__Problemas y tareas__.
a: ¿Puedes reproducir un fragmento del texto sobre Malinalli, comenzando en las palabras que contienen "[...] las mujeres" y deteniéndote después de "a la historia."?
b: ¿Coinciden con el texto sobre Malinalli estas afirmaciones? Responde sí o no a cada una y cita textualmente las palabras que lo deciden. (i) Malinalli fue vendida como esclava dos veces. (ii) La lengua materna de Malinalli fue el náhuatl. (iii) La versión oficial sobre Malinalli se construyó en el siglo XVIII.
c: ¿Cómo seguiría el texto sobre Malinalli? Escribe su continuación a partir de la última oración.

Mil años después, en nuestro continente, nace Malinalli o Malintzin, una gran intérprete y joven estratega mesoamerica­na, mal llamada la Malinche, conocida en México como la gran “traidora nacional”, la “vendepatrias”, por apoyar al conquista­dor Hernán Cortés, al punto de que el sustantivo malinchismo en México significa “apego a lo extranjero con menosprecio a lo propio”. Pero esa es la versión oficial, tergiversada y falsa que se construyó en el siglo xix, tres siglos después de que ella ha­bía muerto. Te cuento: en la época de Malinalli también en este continente había esclavitud y las familias se conformaban de manera distinta a la familia nuclear que existe hoy. Como dice la historiadora Isabel Revuelta Poo:

[...] las mujeres que no se consideraban principales en esos hoga­ res —en su mayoría integrados por varias familias— eran las más propensas a la esclavitud. Quienes no eran esposas o hijas del matrimonio principal podían ser vendidas para el beneficio común de esos hogares comunitarios. Ese fue el destino de la joven Malinalli: la vendieron como esclava en dos ocasiones an­tes de que la entregaran a Cortés como tributo de guerra. Su verdadero nombre seguirá siendo un misterio. […] Algunos sos­tienen que se llamaba Malinalli como la planta de la enredadera en náhuatl. Otros refieren que los españoles la bautizaron como Marina, sin embargo, la r en náhuatl no se podía pronunciar y se sustituyó por el sonido de la l, Malina y en diminutivo, Malint­zin. Con ese nombre pasó a la historia.

Nació en lo que hoy es Coatzacoalcos, Veracruz, región habi­tada por olmecas que hablaban la lengua popoluca. Su segunda lengua fue el náhuatl, que aprendió por vivir en una región do­minada por el poderío mexica, y de hecho “creció con una des­confianza total hacia los mexicas, quienes constantemente asolaban a su pueblo en busca de tributos de toda índole, algu­nos que se pagaban con la vida”. Bernal Díaz del Castillo en sus crónicas relató que a ella le correspondía heredar los dominios de su padre. Al parecer, muerto este, siendo aún niña, su madre tuvo que volverse a casar y “para beneficiar a su hijo varón recién nacido y evitar que lo hicieran prisionero o lo designaran para sacrificios humanos, prefirió vender a Malintzin a traficantes de esclavos”. Si esa no es una actitud derivada de la total sumisión de su madre a un sistema patriarcal y androcéntrico no sé qué es.

__Entradas de datos__.
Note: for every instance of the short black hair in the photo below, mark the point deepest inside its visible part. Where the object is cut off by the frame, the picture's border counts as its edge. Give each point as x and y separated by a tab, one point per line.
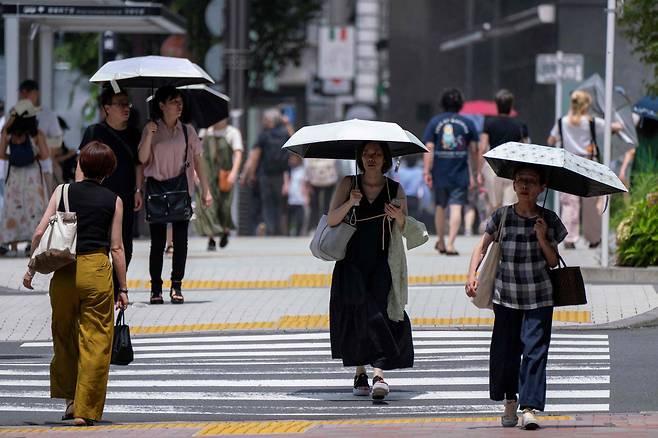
163	95
388	159
543	178
97	160
28	85
504	101
452	100
24	125
107	94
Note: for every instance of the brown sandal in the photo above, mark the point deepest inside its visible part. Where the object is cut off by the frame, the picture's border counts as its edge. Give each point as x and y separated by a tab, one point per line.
176	296
68	412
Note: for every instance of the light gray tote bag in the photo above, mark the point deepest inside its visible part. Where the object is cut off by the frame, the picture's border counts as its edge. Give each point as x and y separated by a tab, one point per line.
330	243
489	268
57	245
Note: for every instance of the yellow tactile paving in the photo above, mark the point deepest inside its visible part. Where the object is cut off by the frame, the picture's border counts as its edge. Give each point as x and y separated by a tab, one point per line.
260	427
294	281
321	321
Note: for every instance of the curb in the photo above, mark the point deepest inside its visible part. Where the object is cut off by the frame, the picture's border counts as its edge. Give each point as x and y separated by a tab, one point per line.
620	275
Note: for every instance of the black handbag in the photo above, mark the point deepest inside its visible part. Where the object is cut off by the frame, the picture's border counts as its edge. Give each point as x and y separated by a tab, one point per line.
169	200
122	349
568	285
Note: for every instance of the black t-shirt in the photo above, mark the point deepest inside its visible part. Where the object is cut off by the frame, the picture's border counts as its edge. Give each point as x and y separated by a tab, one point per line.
502	129
122	181
94	207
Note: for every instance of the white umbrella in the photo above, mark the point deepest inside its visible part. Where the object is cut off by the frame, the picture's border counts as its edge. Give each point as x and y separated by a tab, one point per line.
340	140
151	72
566	172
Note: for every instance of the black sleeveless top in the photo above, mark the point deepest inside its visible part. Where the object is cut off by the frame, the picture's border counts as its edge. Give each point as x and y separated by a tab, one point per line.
94	207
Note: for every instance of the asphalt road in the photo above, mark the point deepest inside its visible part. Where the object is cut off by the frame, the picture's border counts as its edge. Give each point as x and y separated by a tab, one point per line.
291	376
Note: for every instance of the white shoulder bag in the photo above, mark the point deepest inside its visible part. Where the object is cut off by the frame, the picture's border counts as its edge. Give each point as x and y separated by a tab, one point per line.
57	245
489	268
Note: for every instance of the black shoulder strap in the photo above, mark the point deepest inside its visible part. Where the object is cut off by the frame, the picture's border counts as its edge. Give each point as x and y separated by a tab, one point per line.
592	132
116	137
185	163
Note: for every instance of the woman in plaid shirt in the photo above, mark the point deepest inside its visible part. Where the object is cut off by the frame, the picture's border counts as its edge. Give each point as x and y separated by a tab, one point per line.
522	298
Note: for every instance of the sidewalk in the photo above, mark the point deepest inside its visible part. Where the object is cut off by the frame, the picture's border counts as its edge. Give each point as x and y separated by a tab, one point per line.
275	284
586	425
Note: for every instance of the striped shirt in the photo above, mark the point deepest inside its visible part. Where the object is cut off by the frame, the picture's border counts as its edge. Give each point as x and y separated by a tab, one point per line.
522	280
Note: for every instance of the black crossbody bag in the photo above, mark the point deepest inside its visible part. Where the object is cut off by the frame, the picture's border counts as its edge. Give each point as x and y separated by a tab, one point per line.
169	200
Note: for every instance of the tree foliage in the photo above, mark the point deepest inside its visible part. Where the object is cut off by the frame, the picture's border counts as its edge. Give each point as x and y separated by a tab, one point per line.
640	25
277	34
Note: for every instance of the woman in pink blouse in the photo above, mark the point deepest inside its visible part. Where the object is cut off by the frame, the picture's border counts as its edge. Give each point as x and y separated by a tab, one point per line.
162	151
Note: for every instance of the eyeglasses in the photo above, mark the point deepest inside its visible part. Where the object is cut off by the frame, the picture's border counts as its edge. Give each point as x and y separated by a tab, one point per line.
122	104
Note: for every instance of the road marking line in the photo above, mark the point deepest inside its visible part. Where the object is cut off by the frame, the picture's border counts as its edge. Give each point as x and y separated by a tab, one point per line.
265	427
305	383
417	334
306	396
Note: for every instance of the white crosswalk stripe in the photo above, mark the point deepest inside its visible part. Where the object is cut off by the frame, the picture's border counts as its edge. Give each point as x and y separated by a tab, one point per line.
293	376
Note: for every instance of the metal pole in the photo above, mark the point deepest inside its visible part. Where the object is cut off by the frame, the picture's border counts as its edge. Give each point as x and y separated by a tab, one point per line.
558	114
607	134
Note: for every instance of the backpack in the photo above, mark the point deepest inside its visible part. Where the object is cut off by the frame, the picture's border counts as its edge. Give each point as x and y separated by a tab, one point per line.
21	154
274	159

__Las respuestas__.
a:
[...] las mujeres que no se consideraban principales en esos hoga­ res —en su mayoría integrados por varias familias— eran las más propensas a la esclavitud. Quienes no eran esposas o hijas del matrimonio principal podían ser vendidas para el beneficio común de esos hogares comunitarios. Ese fue el destino de la joven Malinalli: la vendieron como esclava en dos ocasiones an­tes de que la entregaran a Cortés como tributo de guerra. Su verdadero nombre seguirá siendo un misterio. […] Algunos sos­tienen que se llamaba Malinalli como la planta de la enredadera en náhuatl. Otros refieren que los españoles la bautizaron como Marina, sin embargo, la r en náhuatl no se podía pronunciar y se sustituyó por el sonido de la l, Malina y en diminutivo, Malint­zin. Con ese nombre pasó a la historia.

b:
(i) Sí: "la vendieron como esclava en dos ocasiones".
(ii) No: "Su segunda lengua fue el náhuatl".
(iii) No: "se construyó en el siglo xix".

c:
Y los infortunios de esta nena apenas empezaban:

Entre aves, plumas, frutos, cestas, textiles [...] la [niña], con do­minio del náhuatl, fue exhibida como un producto más, [esclavi­zada] y ofrecida al mejor postor […] La compraron unos comer­ ciantes mayas chontales [y la llevaron a] tierras muy lejanas. En ese lugar la sometieron a las labores de mujer y de servidumbre, propias de una esclava, y con ello a un destino que con seguri­dad debió de ser doloroso y traumático.

En esa tierra aprendió su tercera lengua. Pocos años más tarde, en 1519, a la llegada de Hernán Cortés a tierras mesoa­mericanas, el cacique la “entregó” como “ofrenda” de paz, entre otras esclavas, siendo aún adolescente. Para que estas mujeres esclavizadas pudieran ser “concubinas” de los conquistadores españoles, y estos lavar su conciencia, de acuerdo con el canon católico, a estas niñas y adolescentes esclavizadas, incluyendo a Malintzin, les fue impuesto un “nombre de pila”, es decir, un bautizo forzado, una fe y una identidad ajenas, con rituales y lengua desconocidas para ellas, y con eso quedaba “formaliza­do” el poder violarlas. Cortés, sin conocerla aún, la asignó, tal vez por su buen aspecto, al hombre con más rango de su tropa, Alonso Hernández Portocarrero.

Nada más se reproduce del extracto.